## BEGIN WORKING DATA

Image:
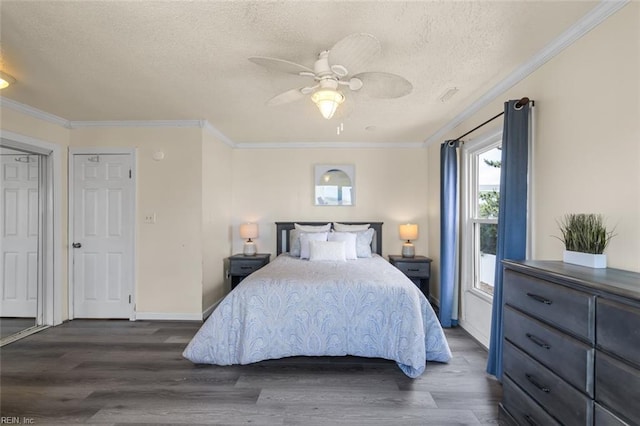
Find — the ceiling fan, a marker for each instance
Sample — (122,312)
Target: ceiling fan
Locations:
(341,67)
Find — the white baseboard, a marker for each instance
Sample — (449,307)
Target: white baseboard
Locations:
(164,316)
(167,316)
(210,309)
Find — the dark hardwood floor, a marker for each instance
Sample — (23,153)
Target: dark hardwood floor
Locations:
(126,373)
(10,326)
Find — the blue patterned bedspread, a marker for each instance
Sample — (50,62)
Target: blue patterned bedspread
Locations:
(294,307)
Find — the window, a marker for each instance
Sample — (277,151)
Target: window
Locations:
(481,199)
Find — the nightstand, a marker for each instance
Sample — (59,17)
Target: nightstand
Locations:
(417,268)
(240,266)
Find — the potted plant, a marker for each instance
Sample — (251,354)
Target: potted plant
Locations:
(585,236)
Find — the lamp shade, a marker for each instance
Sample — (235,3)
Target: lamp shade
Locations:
(249,230)
(6,80)
(409,232)
(327,101)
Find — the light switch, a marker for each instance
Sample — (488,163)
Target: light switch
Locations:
(150,218)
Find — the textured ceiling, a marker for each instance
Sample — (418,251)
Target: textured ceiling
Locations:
(187,60)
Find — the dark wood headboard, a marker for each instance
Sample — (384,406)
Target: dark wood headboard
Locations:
(283,229)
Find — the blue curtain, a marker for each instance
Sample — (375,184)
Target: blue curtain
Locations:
(512,217)
(448,231)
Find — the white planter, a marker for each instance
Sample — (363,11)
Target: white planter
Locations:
(585,259)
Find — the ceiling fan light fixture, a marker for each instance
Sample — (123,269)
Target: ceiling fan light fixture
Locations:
(327,101)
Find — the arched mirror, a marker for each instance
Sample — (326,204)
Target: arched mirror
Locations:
(334,185)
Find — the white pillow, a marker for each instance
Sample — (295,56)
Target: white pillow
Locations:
(312,228)
(306,237)
(294,235)
(363,242)
(327,250)
(349,239)
(343,227)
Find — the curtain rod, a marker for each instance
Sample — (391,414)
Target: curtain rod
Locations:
(522,102)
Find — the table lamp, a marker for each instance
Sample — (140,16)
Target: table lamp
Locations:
(408,232)
(248,231)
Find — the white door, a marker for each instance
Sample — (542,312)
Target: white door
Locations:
(102,236)
(20,218)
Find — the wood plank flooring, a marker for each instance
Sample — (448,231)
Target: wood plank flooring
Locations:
(10,326)
(132,373)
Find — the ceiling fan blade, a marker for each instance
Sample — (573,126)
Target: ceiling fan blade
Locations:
(281,65)
(286,97)
(354,52)
(384,85)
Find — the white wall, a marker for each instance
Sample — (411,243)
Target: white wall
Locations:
(586,156)
(216,217)
(271,185)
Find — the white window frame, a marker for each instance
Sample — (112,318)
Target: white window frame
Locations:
(468,196)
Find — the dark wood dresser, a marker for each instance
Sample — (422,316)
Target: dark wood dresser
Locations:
(571,353)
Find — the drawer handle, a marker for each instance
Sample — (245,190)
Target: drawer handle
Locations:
(538,385)
(540,299)
(538,341)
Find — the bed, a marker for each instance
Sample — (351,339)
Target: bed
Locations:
(323,307)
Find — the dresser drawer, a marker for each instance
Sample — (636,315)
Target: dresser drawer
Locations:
(618,329)
(523,409)
(618,387)
(244,267)
(568,357)
(413,269)
(560,399)
(568,309)
(604,417)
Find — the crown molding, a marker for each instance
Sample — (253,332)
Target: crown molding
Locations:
(33,112)
(217,133)
(136,123)
(592,19)
(332,145)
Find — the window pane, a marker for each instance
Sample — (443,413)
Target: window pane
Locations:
(486,261)
(489,183)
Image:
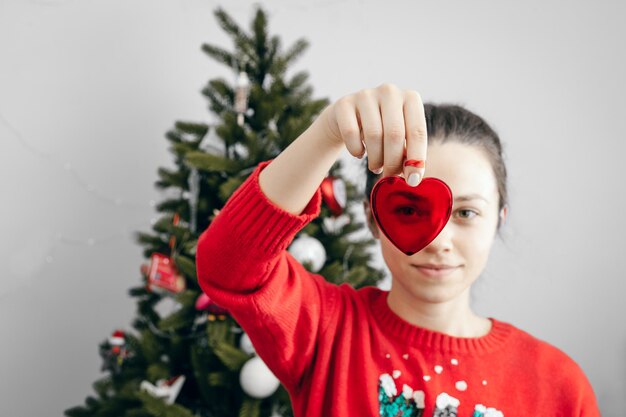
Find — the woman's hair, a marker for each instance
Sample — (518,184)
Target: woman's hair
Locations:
(454,123)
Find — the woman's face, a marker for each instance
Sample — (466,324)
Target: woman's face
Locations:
(464,244)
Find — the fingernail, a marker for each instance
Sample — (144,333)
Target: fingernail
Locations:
(414,178)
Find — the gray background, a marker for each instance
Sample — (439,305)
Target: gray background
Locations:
(89,88)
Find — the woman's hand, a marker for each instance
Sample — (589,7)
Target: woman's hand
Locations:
(386,122)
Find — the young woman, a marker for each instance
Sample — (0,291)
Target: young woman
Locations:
(418,349)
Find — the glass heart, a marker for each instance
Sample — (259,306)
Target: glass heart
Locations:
(411,217)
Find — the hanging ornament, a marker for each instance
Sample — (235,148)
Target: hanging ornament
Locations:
(246,344)
(257,380)
(334,194)
(194,192)
(242,92)
(116,352)
(163,276)
(166,389)
(167,306)
(308,249)
(203,302)
(333,225)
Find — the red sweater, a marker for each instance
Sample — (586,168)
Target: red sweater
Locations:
(343,352)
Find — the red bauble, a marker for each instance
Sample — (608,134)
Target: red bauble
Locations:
(163,276)
(411,217)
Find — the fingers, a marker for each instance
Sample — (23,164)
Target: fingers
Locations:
(372,128)
(349,126)
(393,129)
(416,137)
(390,125)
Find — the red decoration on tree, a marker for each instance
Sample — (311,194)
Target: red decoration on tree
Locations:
(163,276)
(334,194)
(411,217)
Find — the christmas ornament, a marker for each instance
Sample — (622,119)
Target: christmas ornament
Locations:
(241,96)
(163,276)
(246,344)
(203,302)
(257,380)
(333,225)
(411,217)
(446,405)
(194,191)
(482,411)
(166,389)
(409,403)
(117,351)
(308,249)
(334,194)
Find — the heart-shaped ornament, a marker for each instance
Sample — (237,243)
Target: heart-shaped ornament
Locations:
(411,217)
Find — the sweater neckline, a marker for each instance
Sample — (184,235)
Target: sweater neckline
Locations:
(423,338)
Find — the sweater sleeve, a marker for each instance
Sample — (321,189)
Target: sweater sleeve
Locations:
(243,266)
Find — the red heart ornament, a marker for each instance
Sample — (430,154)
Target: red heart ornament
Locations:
(411,217)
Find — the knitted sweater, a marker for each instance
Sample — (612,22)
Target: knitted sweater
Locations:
(343,352)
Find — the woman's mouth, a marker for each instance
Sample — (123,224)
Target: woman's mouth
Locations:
(436,270)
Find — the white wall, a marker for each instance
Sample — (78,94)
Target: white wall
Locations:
(89,88)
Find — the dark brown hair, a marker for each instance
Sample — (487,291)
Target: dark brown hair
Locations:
(454,123)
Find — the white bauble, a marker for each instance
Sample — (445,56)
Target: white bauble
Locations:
(246,344)
(257,380)
(308,249)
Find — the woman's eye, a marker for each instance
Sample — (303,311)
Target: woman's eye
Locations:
(467,213)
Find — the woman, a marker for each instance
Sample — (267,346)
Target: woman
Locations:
(418,349)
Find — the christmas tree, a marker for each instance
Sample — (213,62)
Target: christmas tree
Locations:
(194,359)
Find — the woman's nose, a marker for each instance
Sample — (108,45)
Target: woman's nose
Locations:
(443,241)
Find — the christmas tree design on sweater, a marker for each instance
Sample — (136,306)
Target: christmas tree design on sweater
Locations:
(411,403)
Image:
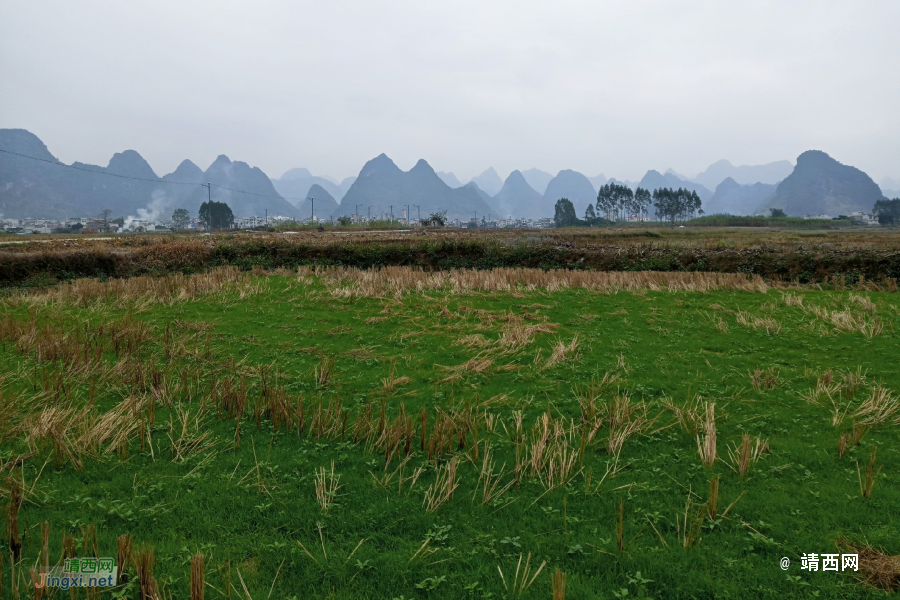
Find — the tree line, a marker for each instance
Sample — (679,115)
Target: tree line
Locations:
(618,202)
(212,215)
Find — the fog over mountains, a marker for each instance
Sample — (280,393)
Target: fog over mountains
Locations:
(383,189)
(128,186)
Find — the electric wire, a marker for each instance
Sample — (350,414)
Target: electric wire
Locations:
(221,187)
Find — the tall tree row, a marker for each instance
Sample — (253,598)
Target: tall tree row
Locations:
(618,202)
(676,205)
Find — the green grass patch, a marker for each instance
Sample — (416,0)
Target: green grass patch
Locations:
(494,367)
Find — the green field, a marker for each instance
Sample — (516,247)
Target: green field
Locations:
(393,435)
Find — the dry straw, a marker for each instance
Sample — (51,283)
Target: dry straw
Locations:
(397,281)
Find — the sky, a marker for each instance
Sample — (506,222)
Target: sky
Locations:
(600,87)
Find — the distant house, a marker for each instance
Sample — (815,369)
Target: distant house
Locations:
(861,218)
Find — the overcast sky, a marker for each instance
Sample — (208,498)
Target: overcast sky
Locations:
(599,87)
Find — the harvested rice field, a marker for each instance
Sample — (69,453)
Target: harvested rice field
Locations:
(399,434)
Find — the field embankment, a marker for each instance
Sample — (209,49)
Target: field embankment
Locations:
(802,256)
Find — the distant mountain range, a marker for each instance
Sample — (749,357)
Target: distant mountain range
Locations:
(294,185)
(129,187)
(518,198)
(718,172)
(653,180)
(450,179)
(318,202)
(537,179)
(382,188)
(821,185)
(489,182)
(30,188)
(733,198)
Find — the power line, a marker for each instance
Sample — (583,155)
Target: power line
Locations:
(221,187)
(56,162)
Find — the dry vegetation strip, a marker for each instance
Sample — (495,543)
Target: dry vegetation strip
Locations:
(397,281)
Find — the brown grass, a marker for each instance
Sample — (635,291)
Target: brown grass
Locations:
(197,590)
(881,407)
(707,446)
(397,281)
(764,379)
(441,491)
(558,585)
(522,579)
(867,484)
(138,292)
(561,352)
(743,456)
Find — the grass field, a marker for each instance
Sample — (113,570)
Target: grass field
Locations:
(496,434)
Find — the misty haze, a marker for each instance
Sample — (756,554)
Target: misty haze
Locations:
(408,300)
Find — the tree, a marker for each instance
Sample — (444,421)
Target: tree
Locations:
(605,200)
(181,219)
(642,199)
(104,216)
(437,219)
(667,205)
(216,215)
(564,215)
(888,211)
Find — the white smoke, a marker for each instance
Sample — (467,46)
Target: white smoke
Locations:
(154,210)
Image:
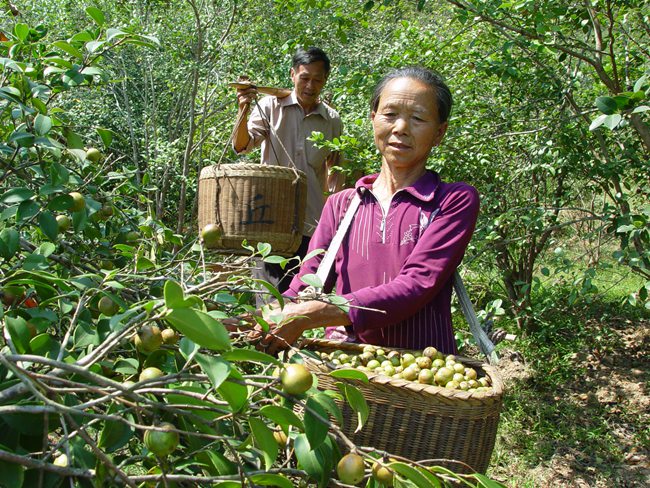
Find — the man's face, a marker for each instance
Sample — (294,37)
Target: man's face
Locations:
(308,81)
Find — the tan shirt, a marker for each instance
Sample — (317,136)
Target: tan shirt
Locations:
(287,141)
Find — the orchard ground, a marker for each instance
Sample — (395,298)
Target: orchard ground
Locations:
(581,418)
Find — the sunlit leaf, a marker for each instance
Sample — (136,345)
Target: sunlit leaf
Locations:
(282,416)
(200,328)
(97,15)
(316,423)
(357,402)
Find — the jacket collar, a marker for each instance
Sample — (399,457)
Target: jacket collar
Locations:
(423,189)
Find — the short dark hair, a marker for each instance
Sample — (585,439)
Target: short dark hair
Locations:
(310,55)
(431,78)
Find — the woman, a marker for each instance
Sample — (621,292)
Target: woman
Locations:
(396,262)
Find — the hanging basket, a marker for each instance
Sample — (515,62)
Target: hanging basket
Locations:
(253,202)
(418,421)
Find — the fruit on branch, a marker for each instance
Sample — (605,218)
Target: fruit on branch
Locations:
(162,443)
(78,201)
(63,222)
(350,469)
(295,378)
(93,154)
(280,437)
(107,306)
(170,336)
(210,235)
(150,373)
(148,339)
(382,474)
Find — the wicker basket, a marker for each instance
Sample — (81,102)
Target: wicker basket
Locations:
(259,203)
(416,421)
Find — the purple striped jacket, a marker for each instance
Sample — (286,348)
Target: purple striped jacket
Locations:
(400,264)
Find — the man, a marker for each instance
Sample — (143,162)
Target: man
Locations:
(281,126)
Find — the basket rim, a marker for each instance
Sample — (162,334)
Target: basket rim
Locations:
(495,393)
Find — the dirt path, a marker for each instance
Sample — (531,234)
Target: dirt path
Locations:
(612,393)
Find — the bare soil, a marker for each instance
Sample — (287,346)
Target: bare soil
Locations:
(613,389)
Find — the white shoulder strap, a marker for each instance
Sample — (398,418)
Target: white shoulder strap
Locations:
(328,260)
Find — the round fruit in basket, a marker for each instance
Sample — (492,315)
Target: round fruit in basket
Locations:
(382,475)
(296,379)
(350,469)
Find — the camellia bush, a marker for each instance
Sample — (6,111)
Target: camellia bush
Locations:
(116,368)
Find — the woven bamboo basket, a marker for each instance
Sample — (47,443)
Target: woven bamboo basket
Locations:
(419,422)
(259,203)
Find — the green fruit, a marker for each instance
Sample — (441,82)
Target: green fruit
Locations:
(107,306)
(407,359)
(443,376)
(350,469)
(93,154)
(410,374)
(78,201)
(296,379)
(164,442)
(430,352)
(63,222)
(148,339)
(170,336)
(382,475)
(210,235)
(425,376)
(106,211)
(150,373)
(280,437)
(132,236)
(423,362)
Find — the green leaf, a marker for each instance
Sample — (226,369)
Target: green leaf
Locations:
(597,122)
(348,373)
(282,416)
(357,402)
(315,428)
(13,475)
(16,195)
(48,225)
(317,463)
(26,210)
(612,121)
(328,403)
(9,242)
(42,124)
(606,105)
(19,333)
(21,31)
(106,135)
(174,296)
(217,369)
(69,49)
(264,440)
(97,15)
(115,434)
(415,475)
(235,394)
(240,354)
(269,479)
(200,328)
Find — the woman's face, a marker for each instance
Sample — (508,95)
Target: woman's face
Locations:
(406,123)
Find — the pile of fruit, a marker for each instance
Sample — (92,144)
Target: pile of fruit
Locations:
(429,367)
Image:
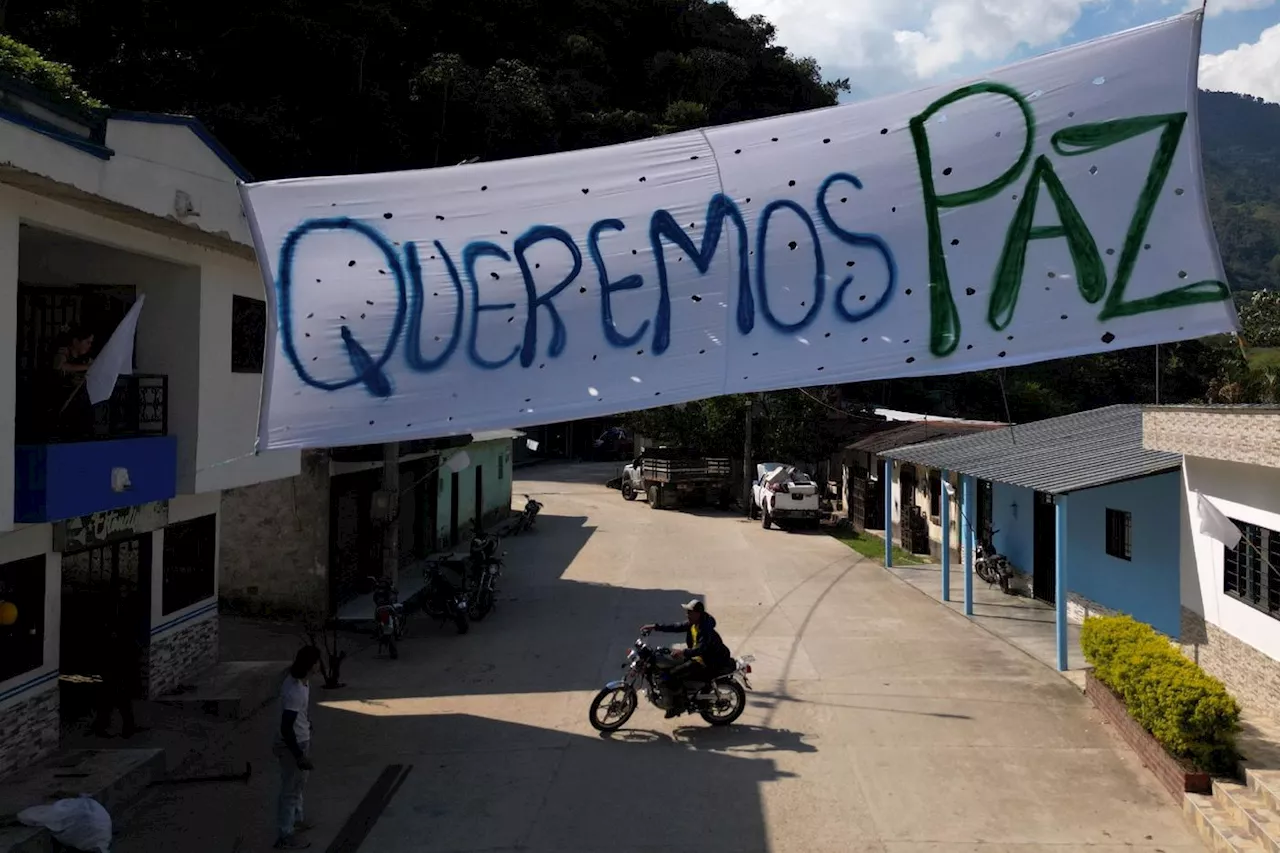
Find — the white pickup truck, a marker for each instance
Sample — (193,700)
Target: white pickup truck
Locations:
(782,496)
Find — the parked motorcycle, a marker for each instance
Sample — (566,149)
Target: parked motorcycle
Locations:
(528,516)
(483,573)
(720,702)
(389,616)
(990,565)
(443,598)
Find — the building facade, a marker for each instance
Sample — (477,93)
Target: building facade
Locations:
(110,512)
(1078,506)
(309,544)
(1230,597)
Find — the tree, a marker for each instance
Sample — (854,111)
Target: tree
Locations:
(300,89)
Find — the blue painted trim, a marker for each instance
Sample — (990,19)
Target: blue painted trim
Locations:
(28,685)
(946,536)
(1060,593)
(173,623)
(58,135)
(888,514)
(968,536)
(196,127)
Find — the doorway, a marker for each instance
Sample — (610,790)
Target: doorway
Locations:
(105,589)
(1045,544)
(455,488)
(984,506)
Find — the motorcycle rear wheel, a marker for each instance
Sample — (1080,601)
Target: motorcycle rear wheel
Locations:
(621,705)
(726,710)
(481,606)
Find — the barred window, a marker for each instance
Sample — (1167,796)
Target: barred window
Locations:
(1119,534)
(1252,569)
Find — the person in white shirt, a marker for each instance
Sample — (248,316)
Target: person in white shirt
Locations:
(293,748)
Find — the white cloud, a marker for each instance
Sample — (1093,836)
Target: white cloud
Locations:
(905,41)
(1253,69)
(1219,7)
(917,37)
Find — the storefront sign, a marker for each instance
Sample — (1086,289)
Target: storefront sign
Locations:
(112,525)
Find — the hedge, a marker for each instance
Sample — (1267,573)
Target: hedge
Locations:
(27,65)
(1188,711)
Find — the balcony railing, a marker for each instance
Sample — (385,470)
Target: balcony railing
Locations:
(138,407)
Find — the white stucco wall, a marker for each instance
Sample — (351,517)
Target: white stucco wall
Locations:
(8,355)
(184,332)
(1249,493)
(150,164)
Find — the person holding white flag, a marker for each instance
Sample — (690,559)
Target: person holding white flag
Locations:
(115,360)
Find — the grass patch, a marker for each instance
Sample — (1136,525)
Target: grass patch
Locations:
(872,546)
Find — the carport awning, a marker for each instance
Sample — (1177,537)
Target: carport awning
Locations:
(1059,455)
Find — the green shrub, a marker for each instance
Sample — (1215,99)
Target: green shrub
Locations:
(1188,711)
(27,65)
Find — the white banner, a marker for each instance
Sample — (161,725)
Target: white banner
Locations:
(1052,209)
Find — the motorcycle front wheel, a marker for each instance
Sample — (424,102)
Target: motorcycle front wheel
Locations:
(612,708)
(727,706)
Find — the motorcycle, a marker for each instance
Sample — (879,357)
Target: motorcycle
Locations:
(720,701)
(389,616)
(528,516)
(485,569)
(442,598)
(990,565)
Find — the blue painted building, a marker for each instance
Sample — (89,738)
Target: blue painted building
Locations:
(1082,510)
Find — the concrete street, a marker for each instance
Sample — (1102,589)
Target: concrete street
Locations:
(880,720)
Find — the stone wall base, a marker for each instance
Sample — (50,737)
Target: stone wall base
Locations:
(1078,609)
(1252,676)
(28,729)
(181,656)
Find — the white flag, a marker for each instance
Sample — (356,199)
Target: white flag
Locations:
(115,359)
(1216,525)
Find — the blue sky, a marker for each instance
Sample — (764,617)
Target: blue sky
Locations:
(891,45)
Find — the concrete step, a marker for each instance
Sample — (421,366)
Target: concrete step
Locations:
(110,776)
(232,689)
(1251,811)
(1217,826)
(1266,785)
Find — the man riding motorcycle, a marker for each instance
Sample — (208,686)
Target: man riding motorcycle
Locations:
(704,655)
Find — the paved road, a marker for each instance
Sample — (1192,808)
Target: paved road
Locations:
(881,721)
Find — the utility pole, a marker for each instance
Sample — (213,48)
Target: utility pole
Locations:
(748,469)
(391,529)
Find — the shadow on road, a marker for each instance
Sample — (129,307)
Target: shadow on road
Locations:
(480,784)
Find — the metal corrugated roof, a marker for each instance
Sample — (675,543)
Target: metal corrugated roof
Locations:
(900,433)
(494,434)
(1059,455)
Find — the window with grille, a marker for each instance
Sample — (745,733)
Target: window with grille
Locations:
(190,562)
(248,334)
(1252,569)
(1120,534)
(22,603)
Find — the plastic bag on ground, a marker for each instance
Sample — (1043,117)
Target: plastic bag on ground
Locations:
(80,824)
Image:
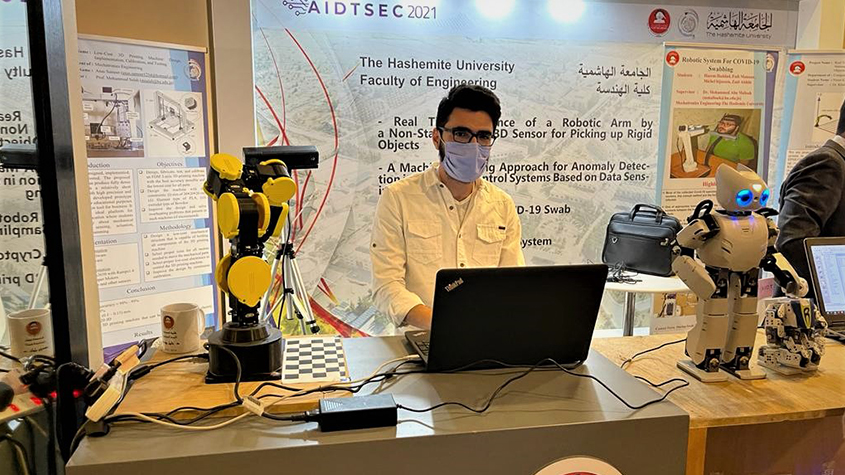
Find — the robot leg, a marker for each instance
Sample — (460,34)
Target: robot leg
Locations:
(739,345)
(706,340)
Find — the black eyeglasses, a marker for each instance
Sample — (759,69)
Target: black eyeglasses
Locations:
(464,135)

## END WORKING DATA

Using the records above, extract exactly and only the lines from the one with "Find — the concrete street, a" through the final line, inclusive, leaving out pictures.

▸ **RESPONSE TO THE EXERCISE**
Find — the concrete street, a marker for each instance
Sample — (1102,589)
Target: concrete street
Locations:
(880,720)
Find — the stone wall base, a marker for each instance
Sample — (50,737)
Target: stone wall base
Locations:
(1078,609)
(1252,676)
(28,729)
(181,656)
Find — the white flag, a marker for each instance
Sample — (356,199)
Target: white flag
Locations:
(115,359)
(1216,525)
Find — the blue sky, a marker for each instance
Sample — (764,617)
Target: blue sky
Locations:
(891,45)
Find — the concrete step, a marker for each instance
Sample — (421,366)
Target: concrete step
Locations:
(110,776)
(232,689)
(1251,811)
(1217,826)
(1266,785)
Find — the man riding motorcycle, a marker for each instance
Sample — (208,686)
Target: man riding motorcycle
Locations:
(704,655)
Find — the paved road, a marker for each instance
Sample — (1192,808)
Target: paved road
Locations:
(881,721)
Find — the utility pole, a marker for each instance
Sample — (213,48)
Target: utility pole
Locations:
(748,469)
(391,529)
Find — the shadow on road, a marker for each instance
Sample — (129,307)
Target: shadow on road
Locations:
(480,784)
Find — the metal corrugated roof, a marker for each instance
Sample — (675,543)
Target: metal corrugated roof
Locations:
(900,433)
(494,434)
(1059,455)
Find — the window with grille, a marker for each instance
Sample — (745,733)
Target: window with grille
Locations:
(190,562)
(248,334)
(1252,569)
(1120,534)
(22,603)
Find — the plastic bag on ground, a marker for each instance
Sample — (1043,117)
Target: plastic bag on ground
Locations:
(80,824)
Image:
Find — the robot leg, a marker for each instance
Sample — (460,34)
Target: robot leg
Locations:
(739,345)
(706,340)
Find — the black eyeglasses, a marker for each instance
Sample — (759,69)
Target: black eyeglasses
Locations:
(464,135)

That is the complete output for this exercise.